→ **Problem statement**:
Print out the data that follows exactly, character for character, apart from the pictures.
*** Opening of Supplied records ***
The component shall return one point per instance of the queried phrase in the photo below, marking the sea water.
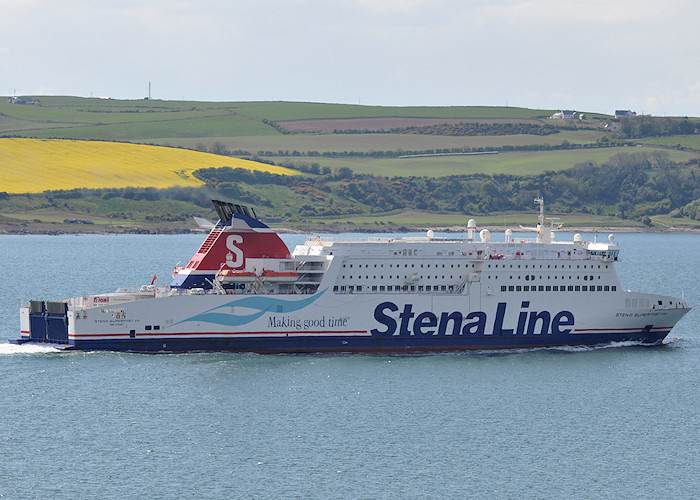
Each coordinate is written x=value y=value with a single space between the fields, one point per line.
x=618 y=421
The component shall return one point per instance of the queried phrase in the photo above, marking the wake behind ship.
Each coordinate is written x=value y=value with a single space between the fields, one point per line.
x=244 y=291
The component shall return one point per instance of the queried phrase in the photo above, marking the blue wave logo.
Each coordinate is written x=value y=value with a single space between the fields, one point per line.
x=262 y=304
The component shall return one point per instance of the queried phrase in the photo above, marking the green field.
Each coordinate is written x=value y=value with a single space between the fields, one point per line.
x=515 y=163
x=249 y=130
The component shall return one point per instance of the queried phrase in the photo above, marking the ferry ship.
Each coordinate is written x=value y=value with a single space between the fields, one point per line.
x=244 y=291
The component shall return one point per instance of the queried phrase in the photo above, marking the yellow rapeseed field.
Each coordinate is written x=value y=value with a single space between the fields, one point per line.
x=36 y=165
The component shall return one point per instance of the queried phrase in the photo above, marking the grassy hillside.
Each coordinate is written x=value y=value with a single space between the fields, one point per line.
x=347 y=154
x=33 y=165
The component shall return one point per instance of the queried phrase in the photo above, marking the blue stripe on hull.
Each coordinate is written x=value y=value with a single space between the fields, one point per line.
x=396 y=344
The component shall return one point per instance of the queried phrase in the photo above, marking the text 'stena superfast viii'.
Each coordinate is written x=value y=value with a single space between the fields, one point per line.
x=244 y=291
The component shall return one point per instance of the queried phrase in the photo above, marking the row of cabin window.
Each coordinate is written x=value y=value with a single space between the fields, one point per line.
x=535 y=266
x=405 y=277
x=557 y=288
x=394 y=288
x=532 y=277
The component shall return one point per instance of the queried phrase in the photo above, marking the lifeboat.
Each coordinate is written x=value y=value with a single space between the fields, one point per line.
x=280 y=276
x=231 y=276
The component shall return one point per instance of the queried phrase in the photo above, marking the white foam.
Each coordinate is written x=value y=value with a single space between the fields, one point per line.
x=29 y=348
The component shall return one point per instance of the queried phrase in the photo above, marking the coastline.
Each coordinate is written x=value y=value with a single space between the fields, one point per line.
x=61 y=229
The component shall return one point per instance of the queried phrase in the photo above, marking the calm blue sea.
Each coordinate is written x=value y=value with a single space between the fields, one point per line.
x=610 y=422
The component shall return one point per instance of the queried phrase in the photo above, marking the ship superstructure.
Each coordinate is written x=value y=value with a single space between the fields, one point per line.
*** Close of Supplied records ***
→ **Answer to this task**:
The component shall return one point per instance of the queried phrase in the photo below, marking the sea water.
Each coordinate is written x=value y=value with a single space between the fields, one point per line.
x=618 y=421
The component shall return one point per instance of the queried phrase in the photo above, marking the wake behind ship.
Each coordinate is written x=value y=value with a single space between the fields, one point per line.
x=244 y=291
The component shall return one point per instance of the queried phrase in the photo above, marking the blue wave logo.
Each coordinate is written x=value y=value with a single space between the fields, one point per line.
x=262 y=304
The component shall return one point per instance of the queried phrase in the photo above, marking the green field.
Each coordinate is written x=value y=value with a single space between the fields, one point per line.
x=515 y=163
x=249 y=130
The component shall return one point per instance of the queried phrase in the photo above, marking the ferry ship.
Each coordinate is written x=value y=value with a single space between the fields, one point per line.
x=244 y=291
The component shall return one point per instance of the queried phrase in the photo above, marking the yellow rapeseed field.
Each coordinate is written x=value y=value with a single space between the fields, one point per line.
x=36 y=165
The component shall return one point per instance of the queried phrase in the photo above, marking the grassy hillside.
Each coordinate is written x=value y=value with a single space between the fields, one point per line.
x=347 y=154
x=33 y=165
The component shall return one point per instance of the queried phrase in the photo above, marking the blue stripe on hull.
Each coordinate is written x=value y=value with a single space between the fields, one point per line.
x=396 y=344
The component shall return one point per instance of the queried phrase in the photo above, marking the text 'stena superfast viii'.
Each coordinate is written x=value y=value with a single space between the fields, one point per line.
x=244 y=291
The component shall return one point per instance of the queried phrase in the photo above, marking the row of cabin window.
Each coordinate is written x=value y=value with a single space between the fields, one point per line.
x=535 y=266
x=405 y=277
x=557 y=288
x=394 y=288
x=532 y=277
The component shall return one point per instance of the queried phrase in the photo above, marking the lifeboat.
Each coordinate is written x=value y=value with a single space between the fields, one point per line.
x=280 y=276
x=231 y=276
The component shall return one point per instance of the queried phrase in the photo above, marking the white foam.
Each coordinate is written x=value y=value with a single space between the fields, one point per line.
x=29 y=348
The component shall return one point per instance of the queried phrase in the photo above, marking the coastline.
Each coordinate is written x=value y=value with a single space between the fields, one point per line.
x=61 y=229
The component shall return one point per instance of the queried phrase in the photo above, marking the calm blue sea.
Each coordinate is written x=value y=value with a single space between the fields, one point per line.
x=610 y=422
The component shall return one point per instance of the queried phrase in the photo above, marking the ship superstructure.
Each coordinate is written x=value y=value with a single space between the fields, one point per line.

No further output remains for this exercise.